Located near the kapok tree by what is now the Museum of Fine Arts, the Morean Arts Center began in 1917 as the Art Club of St. Petersburg. It remained there until a merger in 1972 with the Art Center Association, where it moved to 7th Street and took on the new name The Arts Center. After 20 years, thanks to a donation from Beth Morean, the Arts Center was able to purchase and connect multiple properties on the 700 block of Central Avenue, which is where it resides today as the Morean Arts Center.

=== Glass Studio and Hot Shop ===
The Bank of America Children’s Learning Center is located at the Morean as well as the Glass Studio & Hot Shop. The latter provides working space for glass artists, audience seating to watch glassblowing in action, and teaching facilities for studio classes and workshops. Visitors can also try glassblowing themselves and purchase original glass art created by local and regional artists in the Hot Shop retail store.

===Chihuly Collection===
In 2010, Dale Chihuly agreed to work with the Morean Arts Center on setting up an exhibition of his work. The building was originally located on Beach Drive, but moved in 2016 to Central Avenue (next door to the Morean Arts Center building). This partnership began as Chihuly loved the opportunity to use his collection for educational purposes for the Morean Arts Center artists and community. It’s thanks to this addition that the Morean Arts Center was able to open the Morean Glass Studio. According to the center website, “the proceeds from the Chihuly Collection supported the local arts community.” This partnership has enabled the Morean Arts Center to not only thrive, but to give more opportunities to artists in the community to study, learn, and showcase their art.

=== The Morean Center for Clay ===

The Morean Center for Clay moved to a renovated space at the Historic Train Station in 2009. Built as the Seaboard Train Station in 1926, this historic building now houses studios for 42 working artists, 6 Artists-in-Residence, two rotating galleries, classrooms, and a 3500 sqft event space. On the grounds, there is a large kiln complex, complete with: four wood kilns, two gas kilns, and a soda kiln. Visitors are welcome to tour the facility, Tuesday through Saturday. There are also hands-on activities and historic tours available by appointment only. The building includes a retail store with a wide variety of Chihuly merchandise. In August 2016, the collection relocated from 400 Beach Drive to 720 Central Avenue, adjacent to the Morean Arts Center.

##############################

[WORK INSTRUCTION 1]:
According to the Morean Arts Center text, in what year did the center begin, and under what name?
[WORK INSTRUCTION 2]:
Rewrite the paragraph of the Morean Arts Center text that begins "The Bank of America Children’s Learning Center" as a bulleted list, keeping its main facts.
[WORK INSTRUCTION 3]:
Extend the Morean Arts Center text from its last sentence.
The entries that follow are separate material and are not part of the Morean Arts Center text.

##############################

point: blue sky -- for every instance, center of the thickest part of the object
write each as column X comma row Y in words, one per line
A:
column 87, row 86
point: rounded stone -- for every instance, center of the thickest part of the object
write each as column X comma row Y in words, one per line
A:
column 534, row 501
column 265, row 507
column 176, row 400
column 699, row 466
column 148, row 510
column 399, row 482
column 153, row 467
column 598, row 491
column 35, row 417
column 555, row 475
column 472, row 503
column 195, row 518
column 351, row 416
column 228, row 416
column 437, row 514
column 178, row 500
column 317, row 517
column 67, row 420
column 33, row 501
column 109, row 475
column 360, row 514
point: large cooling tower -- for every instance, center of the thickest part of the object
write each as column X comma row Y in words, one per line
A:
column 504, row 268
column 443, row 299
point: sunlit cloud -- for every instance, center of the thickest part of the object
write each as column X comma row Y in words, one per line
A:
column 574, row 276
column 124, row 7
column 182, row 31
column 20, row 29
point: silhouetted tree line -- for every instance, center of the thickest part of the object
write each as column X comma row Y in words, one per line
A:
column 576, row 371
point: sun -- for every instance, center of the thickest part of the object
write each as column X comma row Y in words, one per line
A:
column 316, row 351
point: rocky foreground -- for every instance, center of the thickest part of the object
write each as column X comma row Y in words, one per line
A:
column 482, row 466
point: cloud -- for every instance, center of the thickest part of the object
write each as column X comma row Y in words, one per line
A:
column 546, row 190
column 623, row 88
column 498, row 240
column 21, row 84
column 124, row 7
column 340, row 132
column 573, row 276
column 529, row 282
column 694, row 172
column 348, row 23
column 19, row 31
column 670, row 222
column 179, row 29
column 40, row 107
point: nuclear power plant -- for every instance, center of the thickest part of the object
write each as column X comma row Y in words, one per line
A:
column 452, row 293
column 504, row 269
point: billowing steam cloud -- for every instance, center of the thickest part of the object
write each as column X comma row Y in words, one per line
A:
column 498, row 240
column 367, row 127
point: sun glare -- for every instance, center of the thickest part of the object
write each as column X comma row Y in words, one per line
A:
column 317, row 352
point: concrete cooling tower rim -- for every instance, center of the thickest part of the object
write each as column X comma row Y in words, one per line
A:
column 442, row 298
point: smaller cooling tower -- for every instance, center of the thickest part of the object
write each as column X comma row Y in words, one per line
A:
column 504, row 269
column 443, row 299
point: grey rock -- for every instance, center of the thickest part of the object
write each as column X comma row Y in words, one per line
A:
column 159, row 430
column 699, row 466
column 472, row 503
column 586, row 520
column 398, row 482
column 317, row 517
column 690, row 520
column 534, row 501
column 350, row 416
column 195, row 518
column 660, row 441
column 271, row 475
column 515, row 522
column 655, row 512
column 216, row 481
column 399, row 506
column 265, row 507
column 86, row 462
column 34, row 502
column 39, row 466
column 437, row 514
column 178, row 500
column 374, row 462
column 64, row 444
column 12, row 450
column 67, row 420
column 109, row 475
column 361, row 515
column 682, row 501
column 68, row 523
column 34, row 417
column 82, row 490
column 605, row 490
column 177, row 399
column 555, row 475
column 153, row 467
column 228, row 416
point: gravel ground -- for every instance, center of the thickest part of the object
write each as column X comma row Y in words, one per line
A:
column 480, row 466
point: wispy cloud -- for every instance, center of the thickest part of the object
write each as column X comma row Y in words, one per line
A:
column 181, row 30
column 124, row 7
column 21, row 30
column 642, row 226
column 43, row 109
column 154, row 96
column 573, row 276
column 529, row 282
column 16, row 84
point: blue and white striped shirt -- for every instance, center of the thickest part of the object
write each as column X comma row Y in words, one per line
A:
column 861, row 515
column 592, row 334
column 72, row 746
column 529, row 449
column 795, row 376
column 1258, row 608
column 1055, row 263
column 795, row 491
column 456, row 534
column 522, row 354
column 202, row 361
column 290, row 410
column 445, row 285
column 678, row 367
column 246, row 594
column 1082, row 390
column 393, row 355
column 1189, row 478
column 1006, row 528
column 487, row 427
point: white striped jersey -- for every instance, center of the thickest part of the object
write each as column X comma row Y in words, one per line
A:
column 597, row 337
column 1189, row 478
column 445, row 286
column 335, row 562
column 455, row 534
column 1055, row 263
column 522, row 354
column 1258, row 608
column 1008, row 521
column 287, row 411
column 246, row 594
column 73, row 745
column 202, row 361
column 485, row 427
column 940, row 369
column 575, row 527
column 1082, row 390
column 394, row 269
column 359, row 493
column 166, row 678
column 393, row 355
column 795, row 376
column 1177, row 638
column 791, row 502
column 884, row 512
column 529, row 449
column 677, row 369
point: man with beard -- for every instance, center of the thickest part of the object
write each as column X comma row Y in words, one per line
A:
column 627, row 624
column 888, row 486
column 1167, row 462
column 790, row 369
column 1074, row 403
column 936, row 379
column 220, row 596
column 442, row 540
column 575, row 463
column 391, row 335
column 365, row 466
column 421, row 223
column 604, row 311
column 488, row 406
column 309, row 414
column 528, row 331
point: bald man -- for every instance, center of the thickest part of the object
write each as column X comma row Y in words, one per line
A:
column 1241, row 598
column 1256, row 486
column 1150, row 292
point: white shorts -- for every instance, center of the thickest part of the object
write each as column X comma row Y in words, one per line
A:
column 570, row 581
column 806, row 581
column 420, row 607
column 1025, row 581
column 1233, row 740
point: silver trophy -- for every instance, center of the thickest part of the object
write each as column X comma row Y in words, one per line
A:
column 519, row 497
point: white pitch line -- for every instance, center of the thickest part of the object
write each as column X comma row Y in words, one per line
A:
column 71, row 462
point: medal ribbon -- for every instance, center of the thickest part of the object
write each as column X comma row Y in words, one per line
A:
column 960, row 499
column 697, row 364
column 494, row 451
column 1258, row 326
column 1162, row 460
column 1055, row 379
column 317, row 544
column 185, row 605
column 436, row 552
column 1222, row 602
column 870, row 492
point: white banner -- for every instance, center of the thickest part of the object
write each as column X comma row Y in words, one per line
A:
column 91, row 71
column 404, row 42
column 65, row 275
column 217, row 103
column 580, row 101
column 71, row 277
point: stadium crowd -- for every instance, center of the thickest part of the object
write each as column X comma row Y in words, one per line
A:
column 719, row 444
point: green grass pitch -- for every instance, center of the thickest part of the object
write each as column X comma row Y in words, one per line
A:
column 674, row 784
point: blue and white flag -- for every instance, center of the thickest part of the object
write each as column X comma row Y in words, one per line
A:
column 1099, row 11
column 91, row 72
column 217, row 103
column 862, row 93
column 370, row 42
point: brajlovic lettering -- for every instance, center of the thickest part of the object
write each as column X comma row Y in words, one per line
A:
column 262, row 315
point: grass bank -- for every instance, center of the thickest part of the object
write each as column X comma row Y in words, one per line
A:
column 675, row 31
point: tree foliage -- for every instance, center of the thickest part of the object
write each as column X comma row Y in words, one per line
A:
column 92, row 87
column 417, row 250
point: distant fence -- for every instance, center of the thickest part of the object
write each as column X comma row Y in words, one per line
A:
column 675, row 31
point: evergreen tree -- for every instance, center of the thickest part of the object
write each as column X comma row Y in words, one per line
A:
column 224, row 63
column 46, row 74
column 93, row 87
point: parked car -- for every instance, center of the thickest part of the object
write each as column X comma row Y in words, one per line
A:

##############################

[TASK RESULT 1]:
It began in 1917 as the Art Club of St. Petersburg.

[TASK RESULT 2]:
- The Morean houses the Bank of America Children’s Learning Center and the Glass Studio & Hot Shop.
- The Glass Studio & Hot Shop has working space for glass artists, seating for audiences to watch glassblowing, and teaching facilities for studio classes and workshops.
- Visitors can try glassblowing themselves.
- The Hot Shop retail store sells original glass art by local and regional artists.

[TASK RESULT 3]:
==Programs==

The Morean offers adult, kids’, family, early childhood, and summer camp programs, attracting beginners and advanced students alike. Primary outreach programs are geared towards youth-many of whom are at risk. Art classes in clay, glass, and many other mediums are offered, along with many programs for children and adults to come together as a community and learn about art.

=== Operation: Art of Valor===
The Operation: Art of Valor program began in 2018 and is run with the partnership of James A. Haley Veterans’ Hospital. This is a free program for veterans that provides classes in glass blowing, photography, and most recently-added ceramics; this is a program that gives veterans a chance to learn creative skills and build confidence and teamwork skills.

===Memory Mornings===
Memory Mornings is offered once a month on a specified date and allows visitors and their caretakers to view the Chihuly Collection before it opens. It not only includes a free tour of the Chihuly Collection, but also includes an art activity for the visitors and caretakers inspired by the collection.

==Glass robbery==
On the morning of February 8, 2016, employees at the Chihuly Collection found that a small piece, Cobalt and Lavender Piccolo Venetian with Gilded Handles, had been stolen. The piece is valued at $25,000. The next morning the vessel was dropped off in the entryway of the Morean Arts Center; it had been wrapped in bubble wrap and placed in a box.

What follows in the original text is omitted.